== What to work on ==
1. What percentage of features or capabilities does the omnichannel retail passage say are duplicated across checkout platforms?
2. Please rewrite the omnichannel retail passage starting at "Gartner[1] advises application" and ending at "along the journey.", changing "application leaders" to "technology leaders".
# start of Passage shown
Enabling omnichannel retail by default

The biggest challenge retailers face in providing a seamless omnichannel experience is the existence of disparate checkout systems for offline and online channels. It calls for complex point-to-point integrations between all systems, making the application landscape complex and expensive to maintain. Most checkout platforms are built on common domains such as product, cart, payment and pricing, resulting in 70-80% duplication of features or capabilities. Retailers must find a way to de-duplicate these elements and enable omnichannel by default (see Figure 1).

Figure 1: Unified Commerce blueprint

The top seven dictums that retailers must adopt to get their commerce strategy right:

1. Bind associated data with APIs to create a single source of truth

The reference data used by commerce applications is scattered across retail enterprise systems—master data management, product information management, content management, and multiple third-party data sources. Today, creating a single source of truth does not necessarily mean merging all the data sources into one large database.

Data APIs are enabling the convergence of data by unifying traditional reference data with AI-enriched data to provide contextual, relevant, and personalised information for various scenarios. Apart from storing core and rich product attributes, product APIs can also combine them with external data, such as product reviews, ratings, seller ratings, and even sustainability scores to fetch the right product for the right user.

2. De-duplicate commerce platforms to design unified commerce capability

The lack of industry-approved common standards for data models makes it challenging to augment older monolithic applications with channel context and attributes. By breaking them into domain-driven capabilities, enterprises can shift to a microservices and API-based architecture, allowing greater interoperability with other enterprise APIs (see Figure 2). These APIs can also be individually upgraded to cater to future business needs.

For instance, the ‘Apply Pricing API’ may be designed to cater to B2C but it can be adapted to additional aspects of B2B pricing or marketplace. This enables an incremental approach to transformation, rather than replacing legacy applications in their entirety. A key aspect is to cater to offline channels as well as newer business models.

Figure 2: Democratisation of commerce capabilities
3. Adopt composable commerce for rapid and modularised innovation

Gartner[1] advises application leaders to prepare for a composable approach using packaged business capabilities to future-proof their digital experience. Composable commerce offers the flexibility to buy only what enterprises need and build what they can on their own, with the added flexibility of interchanging their approach as they move along the journey.

Composable commerce frees businesses from the dreaded vendor lock-in scenario, enabling them to replace the capabilities of one vendor with another, without impacting other components in their enterprise.
# end of Passage shown
# start of Data entries
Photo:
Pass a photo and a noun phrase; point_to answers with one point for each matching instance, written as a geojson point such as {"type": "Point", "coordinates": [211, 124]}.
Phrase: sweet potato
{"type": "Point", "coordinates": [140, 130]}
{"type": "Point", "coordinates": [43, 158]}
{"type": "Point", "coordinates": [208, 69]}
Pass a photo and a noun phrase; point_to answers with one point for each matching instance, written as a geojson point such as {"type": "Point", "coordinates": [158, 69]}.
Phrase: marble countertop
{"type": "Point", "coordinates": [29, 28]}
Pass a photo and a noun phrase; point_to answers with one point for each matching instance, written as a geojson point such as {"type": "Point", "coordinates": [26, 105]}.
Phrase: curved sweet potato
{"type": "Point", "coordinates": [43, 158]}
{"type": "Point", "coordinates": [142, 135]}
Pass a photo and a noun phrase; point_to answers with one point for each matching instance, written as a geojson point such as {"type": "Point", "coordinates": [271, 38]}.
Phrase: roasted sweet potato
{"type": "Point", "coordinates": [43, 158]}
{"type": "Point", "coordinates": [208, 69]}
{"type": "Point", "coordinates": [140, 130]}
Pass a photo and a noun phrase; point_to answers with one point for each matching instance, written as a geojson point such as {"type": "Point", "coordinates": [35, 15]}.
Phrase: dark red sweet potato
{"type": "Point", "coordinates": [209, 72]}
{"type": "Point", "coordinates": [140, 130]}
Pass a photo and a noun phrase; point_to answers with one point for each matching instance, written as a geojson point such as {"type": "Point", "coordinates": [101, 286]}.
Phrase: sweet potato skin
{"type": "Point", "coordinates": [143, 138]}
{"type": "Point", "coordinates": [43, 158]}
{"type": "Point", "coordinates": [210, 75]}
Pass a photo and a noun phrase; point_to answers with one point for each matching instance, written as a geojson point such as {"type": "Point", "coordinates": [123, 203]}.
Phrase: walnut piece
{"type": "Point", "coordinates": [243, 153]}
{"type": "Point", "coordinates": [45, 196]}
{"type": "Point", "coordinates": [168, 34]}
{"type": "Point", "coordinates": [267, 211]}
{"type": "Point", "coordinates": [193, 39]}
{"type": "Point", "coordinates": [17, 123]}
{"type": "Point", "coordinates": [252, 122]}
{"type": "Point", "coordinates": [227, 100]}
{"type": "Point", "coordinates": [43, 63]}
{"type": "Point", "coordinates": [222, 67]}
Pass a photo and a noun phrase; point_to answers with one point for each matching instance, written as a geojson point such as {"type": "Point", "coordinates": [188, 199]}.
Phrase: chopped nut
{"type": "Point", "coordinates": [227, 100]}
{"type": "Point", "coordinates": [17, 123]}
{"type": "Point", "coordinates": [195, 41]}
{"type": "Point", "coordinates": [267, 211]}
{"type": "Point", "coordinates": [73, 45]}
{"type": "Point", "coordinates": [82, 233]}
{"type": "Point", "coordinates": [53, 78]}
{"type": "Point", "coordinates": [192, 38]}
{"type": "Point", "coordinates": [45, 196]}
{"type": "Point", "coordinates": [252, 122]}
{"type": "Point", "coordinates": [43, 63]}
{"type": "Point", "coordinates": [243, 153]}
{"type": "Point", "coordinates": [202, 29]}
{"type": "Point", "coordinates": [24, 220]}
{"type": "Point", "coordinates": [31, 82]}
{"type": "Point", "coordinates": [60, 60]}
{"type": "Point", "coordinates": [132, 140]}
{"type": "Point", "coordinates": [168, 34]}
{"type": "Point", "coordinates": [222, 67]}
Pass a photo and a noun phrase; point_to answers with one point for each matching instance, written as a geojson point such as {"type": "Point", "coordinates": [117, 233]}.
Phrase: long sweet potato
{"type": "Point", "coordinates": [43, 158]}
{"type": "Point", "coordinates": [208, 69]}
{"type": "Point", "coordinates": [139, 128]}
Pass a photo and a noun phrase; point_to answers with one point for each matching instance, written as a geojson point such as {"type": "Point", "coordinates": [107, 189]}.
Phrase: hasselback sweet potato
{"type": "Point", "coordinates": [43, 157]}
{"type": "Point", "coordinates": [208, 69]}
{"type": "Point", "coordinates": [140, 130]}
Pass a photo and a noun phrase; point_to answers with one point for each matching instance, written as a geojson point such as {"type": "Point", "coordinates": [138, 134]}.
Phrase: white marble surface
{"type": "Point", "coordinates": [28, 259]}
# end of Data entries
== Responses for each task ==
1. 70-80%

2.
Gartner[1] advises technology leaders to prepare for a composable approach using packaged business capabilities to future-proof their digital experience. Composable commerce offers the flexibility to buy only what enterprises need and build what they can on their own, with the added flexibility of interchanging their approach as they move along the journey.